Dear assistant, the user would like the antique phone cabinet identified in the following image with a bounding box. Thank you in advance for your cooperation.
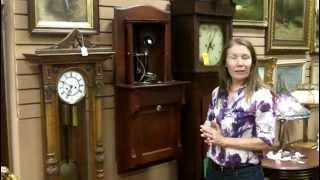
[24,30,114,180]
[113,6,187,173]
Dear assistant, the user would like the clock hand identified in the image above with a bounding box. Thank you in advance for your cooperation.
[67,85,73,97]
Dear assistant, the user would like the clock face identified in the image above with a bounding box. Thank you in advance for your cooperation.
[57,71,86,104]
[199,23,224,66]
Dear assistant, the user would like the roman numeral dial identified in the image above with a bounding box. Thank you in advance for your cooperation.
[57,71,86,104]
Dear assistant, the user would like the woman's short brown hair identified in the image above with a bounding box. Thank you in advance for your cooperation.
[218,39,265,99]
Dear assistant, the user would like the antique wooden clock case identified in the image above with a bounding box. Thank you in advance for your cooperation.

=====

→ Stated goal: Rewrite the data above as a Markdown table with the columns "Row" and "Entry," numbering each nonblank line and leaving out the pictures.

→ Problem solution:
| Row | Entry |
|---|---|
| 1 | Dear assistant, the user would like the antique phone cabinet identified in the following image with a bounding box. Thank you in advance for your cooperation. |
| 2 | [24,30,114,180] |
| 3 | [113,6,187,173] |
| 4 | Dear assistant, the user would like the clock hand identified in the image above with a bounding box. Thank you in advance for your cooperation. |
| 5 | [67,85,73,97] |
| 6 | Dear assistant, the user would like the clock face identified in the image above with a bounding box. Thank you in advance for your cooperation. |
| 7 | [57,71,86,104] |
| 8 | [199,23,224,66] |
| 9 | Dear assistant, the user would like the roman numeral dial identified in the image above with a bounding box. Thank you in advance for your cooperation. |
| 10 | [57,71,86,104] |
| 11 | Dear assistant, the user would like the woman's short brown hair identified in the image above with a bounding box. Thank you in advance for your cooperation. |
| 12 | [218,39,265,99] |
| 13 | Dear assistant, the user would like the antique wooden clock case identified in the image above with a bounding box. Thank you in advance for your cooperation. |